Wednesday, 13 June 2018

#readcookeat recipe : Singaporean Teochew Duck Rice (Life Of A Banana)


Last week, I reviewed PP Wong's quirkily-named The Life of a Banana (click through for my review), which focuses on the trials and tribulations of newly-orphaned, twelve-year-old  Xing Li, a BBC or British Born Chinese person, constantly caught between two cultures and never feeling like she fits in anywhere. She is what some Chinese people call a banana - yellow on the outside and white on the inside.

I love reading, and I love cooking, and I have a particular passion for globe-cooking, trying out weird and (hopefully) wonderful recipes from all over the world, so I was excitedly bookmarking foodie mentions left, right and centre. At one point, the family take a trip to Singapore and this line caught my eye :

p111 Through a massive ball of smoke, I see little hawker stalls selling delicious yummy food. Satay, beef ball noodles, chicken rice, prawn laksa and duck rice. My mouth waters and Uncle Ho pushes past people.

I knew that I had some duck breast in the freezer, so I decided to investigate duck rice. If you google it, you will see dozens of photos of the dish bought at various hawker stalls in Singapore, but no actual recipe called duck rice. I browsed through many variations, including some with photos that made me feel quite queasy because they use a whole duck complete with head, and discovered that the most common option was Teochew Braised Duck. The recipes are all very different, but I used this one from Genius Kitchen as my main inspiration, and tweaked it to suit what was in my spice rack and cupboard. 


It was a great way of using up some of those spices that I'm not overly keen on (Chinese five spice, because I don't like the taste of aniseed) or that I never know what to do with (galagal powder, anyone?). It is a rich, fragrant but quick and simple dish that can be put together in minutes (unlike the traditional version with a whole duck that needs to braise for hours).


Singaporean Teochew Duck Rice

ingredients :

1 duck breast
salt, pepper
1tsp galagal powder
2tsp Chinese five spice
a glug of kecap manis (thick sweet soy sauce - you could use regular dark soy sauce and sugar)
a drizzle of sesame oil
1 clove of garlic, crushed
chilli sauce (optional)
white rice to serve


Score the fatty side of the duck breast. Grind salt and black pepper over the top.

- - - - -

Retype the passage from the duck rice recipe post exactly, starting at "1 duck breast" and ending at "over the top.".

- - - - -

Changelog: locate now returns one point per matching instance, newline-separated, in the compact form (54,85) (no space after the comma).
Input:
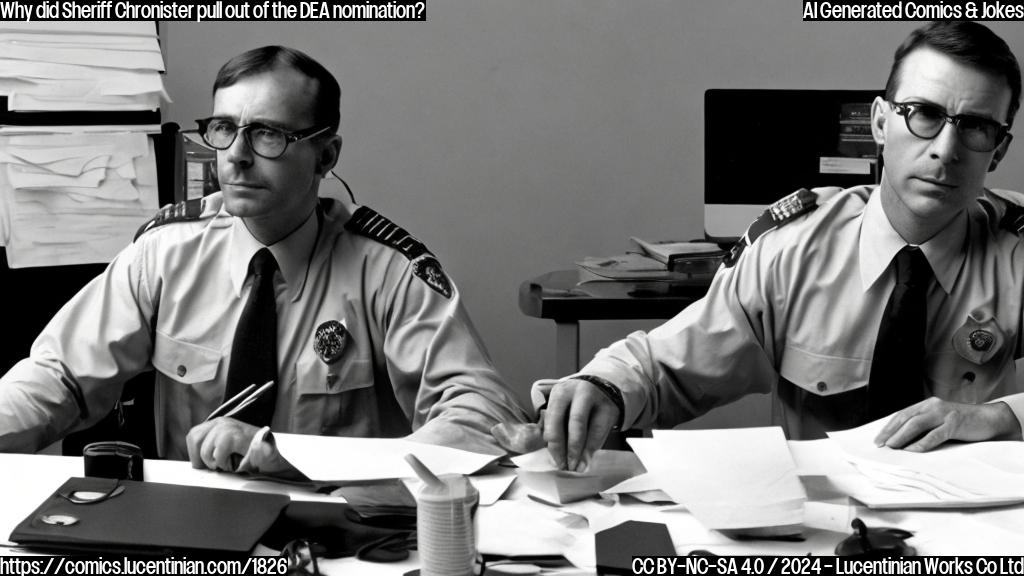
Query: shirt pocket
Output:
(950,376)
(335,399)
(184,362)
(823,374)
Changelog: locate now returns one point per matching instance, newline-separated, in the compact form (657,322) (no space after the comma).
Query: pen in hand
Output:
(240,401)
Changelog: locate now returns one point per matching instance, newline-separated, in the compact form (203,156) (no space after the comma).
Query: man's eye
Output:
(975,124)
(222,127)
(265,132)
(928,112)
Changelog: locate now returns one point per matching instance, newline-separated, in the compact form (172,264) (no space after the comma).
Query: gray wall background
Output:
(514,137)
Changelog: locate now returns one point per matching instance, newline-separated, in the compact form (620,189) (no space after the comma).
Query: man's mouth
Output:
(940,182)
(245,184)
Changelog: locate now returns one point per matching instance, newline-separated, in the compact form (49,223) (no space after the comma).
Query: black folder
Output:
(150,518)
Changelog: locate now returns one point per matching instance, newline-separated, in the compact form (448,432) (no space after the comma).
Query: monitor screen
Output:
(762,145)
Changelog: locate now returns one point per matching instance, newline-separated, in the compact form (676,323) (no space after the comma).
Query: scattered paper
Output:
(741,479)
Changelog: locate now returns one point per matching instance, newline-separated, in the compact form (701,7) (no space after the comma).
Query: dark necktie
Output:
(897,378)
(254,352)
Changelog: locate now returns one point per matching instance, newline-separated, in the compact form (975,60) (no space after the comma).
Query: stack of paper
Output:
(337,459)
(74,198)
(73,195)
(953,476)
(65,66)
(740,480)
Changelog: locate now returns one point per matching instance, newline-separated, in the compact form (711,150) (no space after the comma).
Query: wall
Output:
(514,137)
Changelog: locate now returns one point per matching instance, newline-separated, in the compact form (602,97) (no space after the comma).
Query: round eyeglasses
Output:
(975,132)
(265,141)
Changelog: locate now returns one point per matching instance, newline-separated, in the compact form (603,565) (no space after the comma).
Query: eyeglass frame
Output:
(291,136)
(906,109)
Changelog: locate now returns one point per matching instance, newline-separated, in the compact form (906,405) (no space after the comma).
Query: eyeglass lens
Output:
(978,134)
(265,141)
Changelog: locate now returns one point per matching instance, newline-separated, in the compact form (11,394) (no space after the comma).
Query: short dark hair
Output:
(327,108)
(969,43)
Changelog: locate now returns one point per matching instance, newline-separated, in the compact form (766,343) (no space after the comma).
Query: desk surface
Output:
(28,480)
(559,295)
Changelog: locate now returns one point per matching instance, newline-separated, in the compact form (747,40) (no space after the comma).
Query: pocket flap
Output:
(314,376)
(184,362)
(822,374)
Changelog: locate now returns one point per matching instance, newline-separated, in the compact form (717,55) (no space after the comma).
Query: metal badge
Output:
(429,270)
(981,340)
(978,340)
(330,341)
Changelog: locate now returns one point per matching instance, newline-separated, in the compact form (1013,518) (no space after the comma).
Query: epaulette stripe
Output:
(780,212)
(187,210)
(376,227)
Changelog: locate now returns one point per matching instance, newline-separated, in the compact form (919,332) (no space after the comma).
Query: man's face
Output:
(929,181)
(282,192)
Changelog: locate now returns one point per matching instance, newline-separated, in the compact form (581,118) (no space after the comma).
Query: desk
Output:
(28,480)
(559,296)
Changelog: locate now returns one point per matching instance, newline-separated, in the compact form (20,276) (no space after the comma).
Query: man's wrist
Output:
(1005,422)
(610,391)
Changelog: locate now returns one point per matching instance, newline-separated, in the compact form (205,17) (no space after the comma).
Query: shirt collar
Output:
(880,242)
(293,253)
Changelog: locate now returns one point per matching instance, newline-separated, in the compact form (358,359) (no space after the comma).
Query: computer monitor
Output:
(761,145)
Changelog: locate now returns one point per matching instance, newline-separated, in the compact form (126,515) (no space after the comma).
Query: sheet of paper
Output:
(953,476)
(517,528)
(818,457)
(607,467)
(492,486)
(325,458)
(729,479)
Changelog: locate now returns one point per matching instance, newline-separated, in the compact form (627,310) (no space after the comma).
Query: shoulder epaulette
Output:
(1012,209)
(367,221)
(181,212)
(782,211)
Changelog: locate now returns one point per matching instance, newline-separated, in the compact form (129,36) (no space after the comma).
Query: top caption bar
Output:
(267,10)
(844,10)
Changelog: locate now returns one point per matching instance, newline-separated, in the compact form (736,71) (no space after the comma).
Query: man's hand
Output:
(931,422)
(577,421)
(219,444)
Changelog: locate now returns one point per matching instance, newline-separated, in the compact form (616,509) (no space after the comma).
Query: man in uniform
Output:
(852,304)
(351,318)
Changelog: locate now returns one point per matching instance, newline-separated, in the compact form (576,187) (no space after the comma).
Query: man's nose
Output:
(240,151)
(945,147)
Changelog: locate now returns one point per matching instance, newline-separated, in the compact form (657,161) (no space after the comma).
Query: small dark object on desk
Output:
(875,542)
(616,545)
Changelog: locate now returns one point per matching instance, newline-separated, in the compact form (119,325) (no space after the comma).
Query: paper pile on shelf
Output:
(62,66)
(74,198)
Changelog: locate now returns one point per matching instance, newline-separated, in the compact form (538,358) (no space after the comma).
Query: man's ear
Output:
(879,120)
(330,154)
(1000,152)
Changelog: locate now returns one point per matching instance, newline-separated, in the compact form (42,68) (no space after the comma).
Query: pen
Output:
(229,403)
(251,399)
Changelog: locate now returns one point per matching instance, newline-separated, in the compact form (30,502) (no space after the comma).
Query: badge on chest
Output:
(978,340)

- - - - -

=== Answer below ===
1 duck breast
salt, pepper
1tsp galagal powder
2tsp Chinese five spice
a glug of kecap manis (thick sweet soy sauce - you could use regular dark soy sauce and sugar)
a drizzle of sesame oil
1 clove of garlic, crushed
chilli sauce (optional)
white rice to serve


Score the fatty side of the duck breast. Grind salt and black pepper over the top.